**Exercise aim:**
Gather every line of the material below that contains the word "window", and copy each one out in full.

++++ Recorded information

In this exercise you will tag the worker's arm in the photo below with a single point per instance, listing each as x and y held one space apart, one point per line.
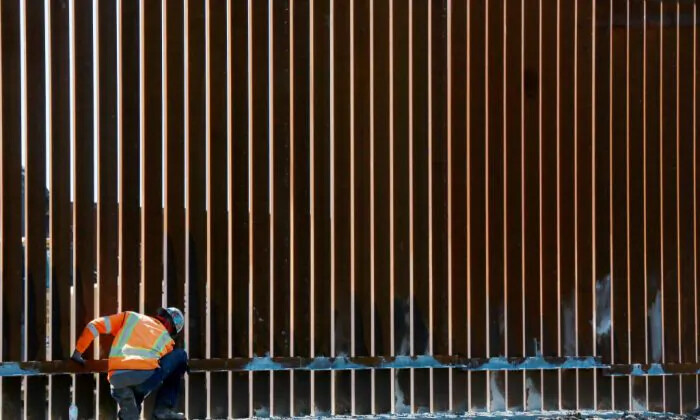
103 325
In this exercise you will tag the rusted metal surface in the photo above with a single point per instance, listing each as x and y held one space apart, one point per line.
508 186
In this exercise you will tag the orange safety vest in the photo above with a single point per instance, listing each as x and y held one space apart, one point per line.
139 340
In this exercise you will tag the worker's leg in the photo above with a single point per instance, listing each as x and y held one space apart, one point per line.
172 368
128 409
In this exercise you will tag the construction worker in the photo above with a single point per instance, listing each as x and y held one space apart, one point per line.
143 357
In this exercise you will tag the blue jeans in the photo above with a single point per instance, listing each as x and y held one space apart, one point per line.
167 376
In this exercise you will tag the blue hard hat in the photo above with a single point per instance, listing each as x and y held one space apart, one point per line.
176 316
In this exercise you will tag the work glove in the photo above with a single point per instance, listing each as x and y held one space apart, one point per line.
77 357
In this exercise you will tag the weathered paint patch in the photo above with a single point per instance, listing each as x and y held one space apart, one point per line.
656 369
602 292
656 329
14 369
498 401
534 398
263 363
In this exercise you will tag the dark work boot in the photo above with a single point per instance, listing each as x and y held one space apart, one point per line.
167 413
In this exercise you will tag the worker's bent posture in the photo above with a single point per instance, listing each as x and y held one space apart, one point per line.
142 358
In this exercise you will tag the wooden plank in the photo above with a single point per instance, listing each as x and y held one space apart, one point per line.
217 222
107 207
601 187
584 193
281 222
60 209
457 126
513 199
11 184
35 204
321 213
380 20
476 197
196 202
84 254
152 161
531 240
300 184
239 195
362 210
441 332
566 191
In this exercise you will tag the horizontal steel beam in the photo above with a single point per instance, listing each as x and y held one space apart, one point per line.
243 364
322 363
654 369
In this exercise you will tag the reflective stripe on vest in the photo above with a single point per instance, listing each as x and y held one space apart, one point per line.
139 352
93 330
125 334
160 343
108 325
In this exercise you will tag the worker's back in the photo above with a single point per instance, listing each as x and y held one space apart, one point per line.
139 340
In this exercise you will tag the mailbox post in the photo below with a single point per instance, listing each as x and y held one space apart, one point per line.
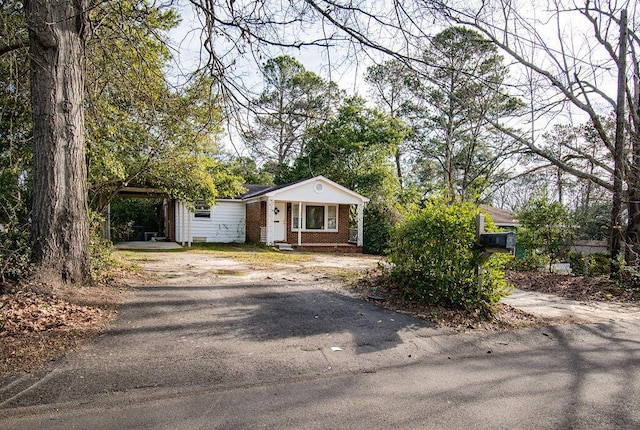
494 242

++++++++
++++ Recorded information

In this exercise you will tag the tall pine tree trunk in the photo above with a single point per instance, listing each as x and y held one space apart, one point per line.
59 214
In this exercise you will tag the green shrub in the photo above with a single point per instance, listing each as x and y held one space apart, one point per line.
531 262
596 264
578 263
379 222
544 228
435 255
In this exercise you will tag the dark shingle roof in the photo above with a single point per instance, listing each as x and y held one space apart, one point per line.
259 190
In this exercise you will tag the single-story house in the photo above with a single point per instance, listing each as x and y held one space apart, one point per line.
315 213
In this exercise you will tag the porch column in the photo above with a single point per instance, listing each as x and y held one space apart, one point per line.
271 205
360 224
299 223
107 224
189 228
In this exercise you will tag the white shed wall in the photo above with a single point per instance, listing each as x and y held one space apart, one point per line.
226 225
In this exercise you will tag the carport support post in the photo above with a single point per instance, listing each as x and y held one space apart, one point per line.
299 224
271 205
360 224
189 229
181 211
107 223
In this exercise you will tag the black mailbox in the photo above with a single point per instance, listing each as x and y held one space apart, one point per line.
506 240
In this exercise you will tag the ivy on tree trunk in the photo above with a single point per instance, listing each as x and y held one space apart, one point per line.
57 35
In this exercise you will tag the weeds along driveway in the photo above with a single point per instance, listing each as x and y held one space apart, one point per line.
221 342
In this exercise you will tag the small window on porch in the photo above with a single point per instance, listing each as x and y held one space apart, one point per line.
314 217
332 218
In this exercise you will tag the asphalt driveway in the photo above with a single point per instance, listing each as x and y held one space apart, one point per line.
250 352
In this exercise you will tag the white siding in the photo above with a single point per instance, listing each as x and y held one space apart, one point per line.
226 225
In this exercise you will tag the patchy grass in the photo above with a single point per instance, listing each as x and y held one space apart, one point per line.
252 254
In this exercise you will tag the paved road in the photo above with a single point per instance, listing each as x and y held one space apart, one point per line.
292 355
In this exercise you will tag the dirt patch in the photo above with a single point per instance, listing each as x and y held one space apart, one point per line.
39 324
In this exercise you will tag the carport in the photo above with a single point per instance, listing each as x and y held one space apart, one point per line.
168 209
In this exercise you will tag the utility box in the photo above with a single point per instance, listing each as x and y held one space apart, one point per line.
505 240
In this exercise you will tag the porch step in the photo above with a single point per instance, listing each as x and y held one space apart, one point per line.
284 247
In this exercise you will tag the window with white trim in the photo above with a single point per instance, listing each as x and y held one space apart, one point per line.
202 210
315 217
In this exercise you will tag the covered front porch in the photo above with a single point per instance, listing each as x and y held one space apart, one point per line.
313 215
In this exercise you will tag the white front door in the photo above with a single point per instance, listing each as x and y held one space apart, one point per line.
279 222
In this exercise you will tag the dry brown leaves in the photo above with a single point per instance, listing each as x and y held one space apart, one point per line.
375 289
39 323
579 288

++++++++
++++ Recorded information

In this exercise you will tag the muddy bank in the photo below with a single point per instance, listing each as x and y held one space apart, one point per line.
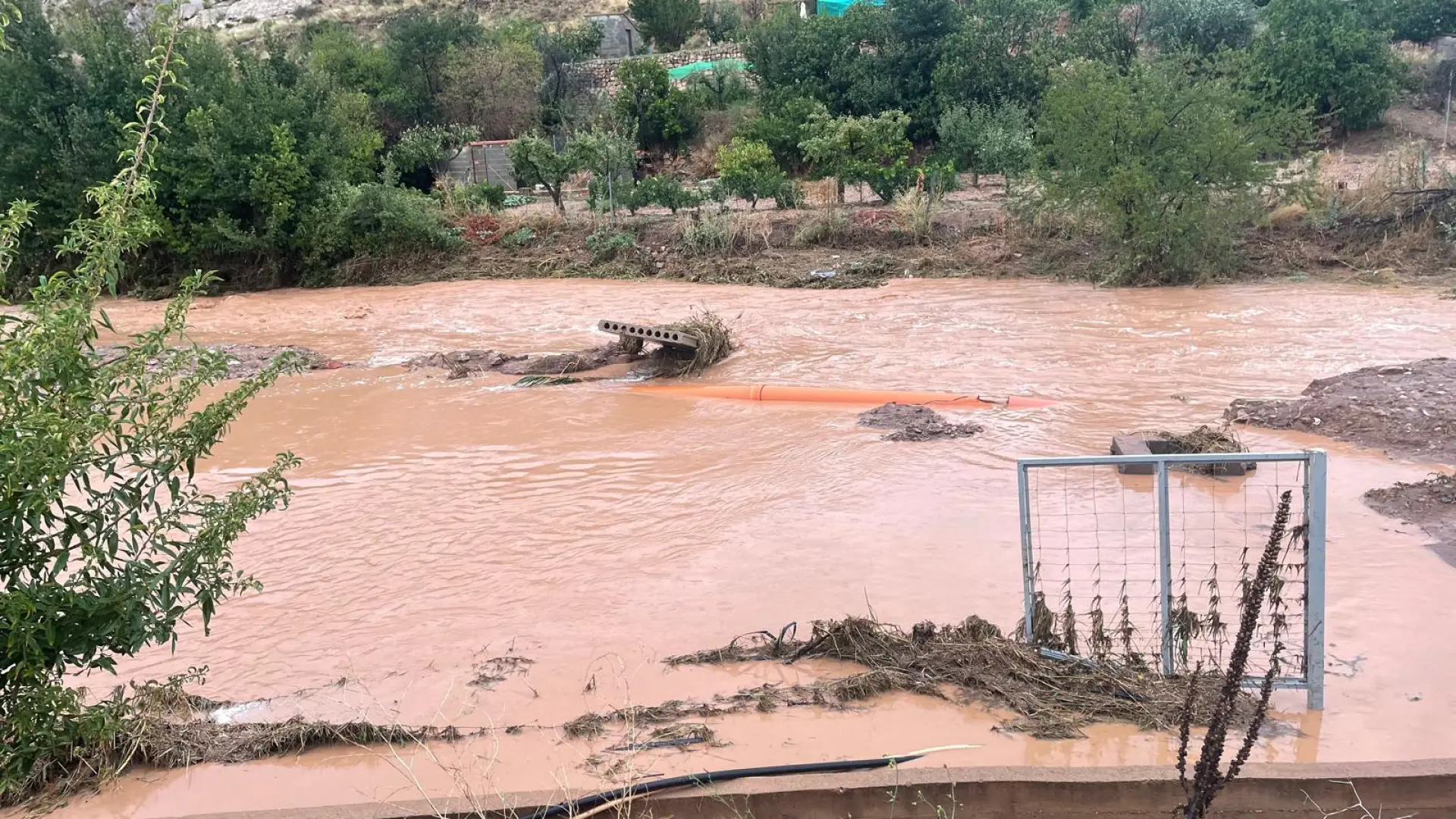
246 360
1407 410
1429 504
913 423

++++++++

**Worked solution:**
In this exercise you will tag the small window on porch in the photo above with a single point per instance, listing each as x and y held one space apart, one point per line.
In this exercise you will tag the window with white trim in the photo above with a single point per instance, listing each as x and y held one space apart, one point per line.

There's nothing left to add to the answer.